[Point placement rows]
◆ ◆ ◆ ◆ ◆ ◆ ◆

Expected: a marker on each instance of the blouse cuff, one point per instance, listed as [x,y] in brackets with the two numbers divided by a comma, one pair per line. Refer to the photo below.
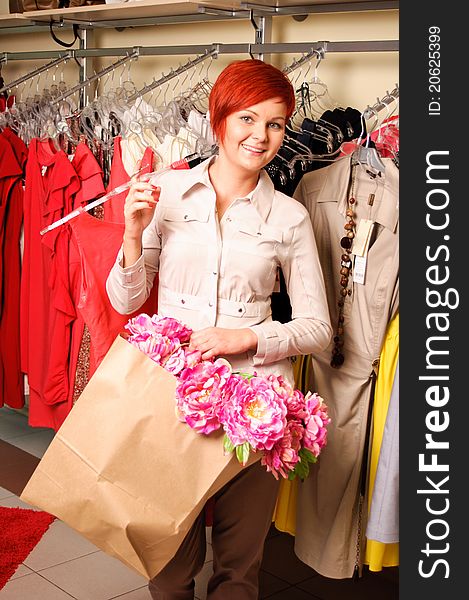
[133,275]
[268,344]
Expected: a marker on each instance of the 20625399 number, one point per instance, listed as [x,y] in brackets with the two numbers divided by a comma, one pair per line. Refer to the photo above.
[434,68]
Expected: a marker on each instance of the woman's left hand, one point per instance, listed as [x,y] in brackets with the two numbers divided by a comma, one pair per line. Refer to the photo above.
[216,341]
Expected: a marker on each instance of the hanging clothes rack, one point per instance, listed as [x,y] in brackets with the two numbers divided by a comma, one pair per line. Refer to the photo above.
[297,63]
[175,73]
[270,48]
[35,72]
[381,103]
[88,80]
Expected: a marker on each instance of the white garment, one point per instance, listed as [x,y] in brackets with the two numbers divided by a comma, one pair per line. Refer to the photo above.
[222,273]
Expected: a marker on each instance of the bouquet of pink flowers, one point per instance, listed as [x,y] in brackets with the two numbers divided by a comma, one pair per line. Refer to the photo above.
[262,413]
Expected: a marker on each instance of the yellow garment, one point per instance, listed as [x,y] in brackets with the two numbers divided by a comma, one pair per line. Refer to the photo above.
[285,510]
[378,554]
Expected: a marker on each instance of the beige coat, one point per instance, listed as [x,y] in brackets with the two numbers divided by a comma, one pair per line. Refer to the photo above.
[327,513]
[222,273]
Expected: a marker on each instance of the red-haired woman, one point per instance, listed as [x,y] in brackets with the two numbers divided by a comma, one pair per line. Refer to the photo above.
[216,235]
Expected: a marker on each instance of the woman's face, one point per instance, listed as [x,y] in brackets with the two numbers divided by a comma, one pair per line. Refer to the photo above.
[254,135]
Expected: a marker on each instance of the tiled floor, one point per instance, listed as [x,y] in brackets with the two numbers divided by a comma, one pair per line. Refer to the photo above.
[66,566]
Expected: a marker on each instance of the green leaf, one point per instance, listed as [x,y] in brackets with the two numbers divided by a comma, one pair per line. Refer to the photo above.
[242,453]
[228,445]
[307,455]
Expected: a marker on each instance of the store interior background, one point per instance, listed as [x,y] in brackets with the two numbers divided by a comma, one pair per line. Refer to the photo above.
[354,79]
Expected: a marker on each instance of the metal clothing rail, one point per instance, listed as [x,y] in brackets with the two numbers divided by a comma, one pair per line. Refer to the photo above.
[382,103]
[63,57]
[272,48]
[174,73]
[97,75]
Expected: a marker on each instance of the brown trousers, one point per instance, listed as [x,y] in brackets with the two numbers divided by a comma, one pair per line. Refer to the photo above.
[242,518]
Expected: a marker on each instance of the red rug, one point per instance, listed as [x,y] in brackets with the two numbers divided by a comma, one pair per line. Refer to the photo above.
[20,530]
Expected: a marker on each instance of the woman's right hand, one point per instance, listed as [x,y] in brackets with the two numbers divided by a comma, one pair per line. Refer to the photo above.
[139,207]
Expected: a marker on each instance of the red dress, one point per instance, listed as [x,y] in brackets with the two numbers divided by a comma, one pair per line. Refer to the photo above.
[91,186]
[47,307]
[13,155]
[99,242]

◆ ◆ ◆ ◆ ◆ ◆ ◆

**The exercise:** Reproduce word for word the stretch from the line containing "Expected: a marker on each instance of the metal" through the end of the rows, including both ends.

**Answer to this task:**
Expected: a marker on each instance of the metal clothing rail, one point per instance, listed as [x,y] in brackets with the two numbers divided by a comma, one pair per line. Refer to the photo above.
[382,103]
[63,57]
[272,48]
[174,73]
[97,75]
Expected: a marker on each instance of the brown trousers, one point per instance, listed as [x,y] in brackets with the two numbers divided by a comma, one pair per line. Refer to the photo above.
[242,518]
Expected: a marker on each instance of the red rug, one point per instance, listed as [x,y] in brackets with the two numbers divided by a comma, one pair per line. Refer to the photo above.
[20,530]
Expected: a marker on each instance of the woman's right hand, one point per instance, listed as [x,y] in brackets with the two numbers divided by a comma, one pair per line. Refer to the photo above.
[139,207]
Expected: a marker on each instance of the red dress, one point per instance, listed as [x,y] in brackets with the two numbers divided by a comma, one pair per line. Refer to the photo above.
[91,186]
[47,307]
[13,155]
[99,242]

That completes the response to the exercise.